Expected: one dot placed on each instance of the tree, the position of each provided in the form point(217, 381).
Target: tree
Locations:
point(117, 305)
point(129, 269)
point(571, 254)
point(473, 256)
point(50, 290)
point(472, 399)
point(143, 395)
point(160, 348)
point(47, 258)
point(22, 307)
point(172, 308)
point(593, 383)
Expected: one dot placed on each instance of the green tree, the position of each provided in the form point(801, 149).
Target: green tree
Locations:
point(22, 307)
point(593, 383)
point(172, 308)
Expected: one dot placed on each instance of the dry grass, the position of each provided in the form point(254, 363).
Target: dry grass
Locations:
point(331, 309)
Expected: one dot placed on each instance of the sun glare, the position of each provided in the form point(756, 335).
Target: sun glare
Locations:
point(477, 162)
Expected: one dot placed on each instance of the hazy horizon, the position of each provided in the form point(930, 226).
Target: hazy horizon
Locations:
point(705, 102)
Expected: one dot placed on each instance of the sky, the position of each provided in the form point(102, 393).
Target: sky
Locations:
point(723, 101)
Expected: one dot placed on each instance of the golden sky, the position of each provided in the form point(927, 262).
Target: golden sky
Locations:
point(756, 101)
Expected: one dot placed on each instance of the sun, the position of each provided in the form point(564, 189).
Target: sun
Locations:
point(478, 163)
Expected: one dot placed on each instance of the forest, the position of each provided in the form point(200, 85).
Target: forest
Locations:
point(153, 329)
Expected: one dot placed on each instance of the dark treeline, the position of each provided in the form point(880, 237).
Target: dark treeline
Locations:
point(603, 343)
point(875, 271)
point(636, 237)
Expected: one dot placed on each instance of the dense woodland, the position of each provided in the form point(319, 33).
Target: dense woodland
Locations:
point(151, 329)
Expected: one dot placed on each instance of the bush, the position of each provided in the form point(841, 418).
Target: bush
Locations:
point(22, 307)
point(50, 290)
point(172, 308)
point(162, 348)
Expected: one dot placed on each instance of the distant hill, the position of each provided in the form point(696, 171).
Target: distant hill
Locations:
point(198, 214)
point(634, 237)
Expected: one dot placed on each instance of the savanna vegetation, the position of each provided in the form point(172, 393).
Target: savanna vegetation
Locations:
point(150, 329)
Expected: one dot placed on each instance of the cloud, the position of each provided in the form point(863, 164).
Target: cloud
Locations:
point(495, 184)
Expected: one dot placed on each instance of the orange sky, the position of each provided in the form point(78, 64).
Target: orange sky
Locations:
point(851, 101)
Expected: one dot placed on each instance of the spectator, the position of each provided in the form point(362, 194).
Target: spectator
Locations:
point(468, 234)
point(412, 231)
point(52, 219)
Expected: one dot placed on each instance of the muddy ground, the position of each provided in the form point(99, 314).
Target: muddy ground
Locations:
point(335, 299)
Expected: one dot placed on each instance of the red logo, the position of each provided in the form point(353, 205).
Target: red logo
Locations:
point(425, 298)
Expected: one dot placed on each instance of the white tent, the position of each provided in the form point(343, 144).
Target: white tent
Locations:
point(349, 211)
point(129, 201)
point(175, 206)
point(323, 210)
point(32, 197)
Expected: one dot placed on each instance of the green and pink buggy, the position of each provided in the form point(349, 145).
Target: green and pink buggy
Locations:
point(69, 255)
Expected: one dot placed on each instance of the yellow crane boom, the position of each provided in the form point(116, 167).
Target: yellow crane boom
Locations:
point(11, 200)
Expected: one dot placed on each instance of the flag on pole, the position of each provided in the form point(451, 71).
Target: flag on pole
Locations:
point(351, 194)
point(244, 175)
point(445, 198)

_ _ _ _ _ _ _

◆ TASK PROMPT: Copy every line of the records above word for word, without any changes.

◆ RESULT OF THIS EXERCISE:
Expected: one dot placed on each instance of the tree, the position of each provided in the form point(217, 381).
Target: tree
Locations:
point(117, 305)
point(129, 269)
point(571, 254)
point(473, 256)
point(50, 290)
point(472, 399)
point(143, 395)
point(160, 348)
point(47, 258)
point(22, 307)
point(172, 308)
point(593, 383)
Expected: one dot placed on each instance of the green tree, the position of each provided in the form point(801, 149).
Target: green tree
Locations:
point(22, 307)
point(593, 383)
point(172, 308)
Expected: one dot placed on each instance of the dry grass, the position of each provided in the form point(254, 363).
Target: dry grass
Locations:
point(331, 309)
Expected: one dot placed on each instance of the sun glare, the position of each provided in the form point(756, 335).
Target: sun glare
Locations:
point(477, 162)
Expected: one dot placed on each instance of the hazy horizon, the position of each provided in the form point(930, 226).
Target: hazy horizon
Locations:
point(705, 102)
Expected: one dot placed on each instance of the sky, the position of each provided in the form point(102, 393).
Target: sky
Locations:
point(723, 101)
Expected: one dot placed on each instance of the golden sky, the position of each provided in the form point(927, 262).
Target: golden sky
Locations:
point(756, 101)
Expected: one dot placed on each instance of the sun, the position of each provided in the form point(564, 189).
Target: sun
Locations:
point(478, 163)
Expected: one dot placed on each instance of the forest, the position of each provided in the form point(200, 85).
Target: forest
Locations:
point(153, 329)
Expected: one dot placed on each instance of the dark treeline, the position of each provided in the form point(880, 237).
Target: dark treeline
Locations:
point(603, 343)
point(875, 271)
point(636, 237)
Expected: one dot placed on each instance of the dense woodland, the position of each provided in the form point(319, 33).
Target: dense woodland
Locations:
point(151, 329)
Expected: one dot placed on each instance of the bush, the position of each provided in the form point(841, 418).
Target: bush
Locations:
point(22, 307)
point(50, 290)
point(172, 308)
point(162, 348)
Expected: one dot placed on each instance of the distant hill, the position of each provided in the form point(696, 171).
Target: distant hill
Locations:
point(198, 214)
point(634, 237)
Expected: one dot placed on each instance of the savanna vegetation, the position of each provided in the form point(172, 393).
Target: savanna vegetation
Locations:
point(150, 329)
Expected: one dot placed on each instance of the cloud, the position of each provided in the form point(863, 164).
Target: cloud
Locations:
point(495, 184)
Expected: one dot placed on each instance of the orange sky, the position of each provided in the form point(78, 64).
Target: orange sky
Locations:
point(851, 101)
Expected: one dot placed on each instance of the spectator, the position of each provided in the form point(362, 194).
Target: spectator
Locations:
point(468, 234)
point(412, 231)
point(52, 219)
Expected: one dot placed on each instance of the muddy ground, the position of each provided in the form point(99, 314).
Target: muddy ground
Locations:
point(335, 299)
Expected: one dot placed on each instance of the red logo, the position of each provided in the form point(353, 205).
Target: red logo
Locations:
point(425, 298)
Expected: one dot placed on each instance of the white tent, the position of each provided in the form point(343, 144).
Target: white tent
Locations:
point(349, 211)
point(129, 201)
point(175, 206)
point(323, 210)
point(32, 197)
Expected: one dot placed on each instance of the green and pink buggy, the position of each provided in the form point(349, 145).
Target: green and pink buggy
Locations:
point(69, 255)
Expected: one dot placed on each instance of the yellow crane boom, the position of each provided in the form point(116, 167).
Target: yellow crane boom
Locations:
point(11, 200)
Expected: one dot placed on each instance of the flag on pole, the position of each provided in the form point(451, 71).
Target: flag on pole
Locations:
point(351, 194)
point(244, 175)
point(445, 198)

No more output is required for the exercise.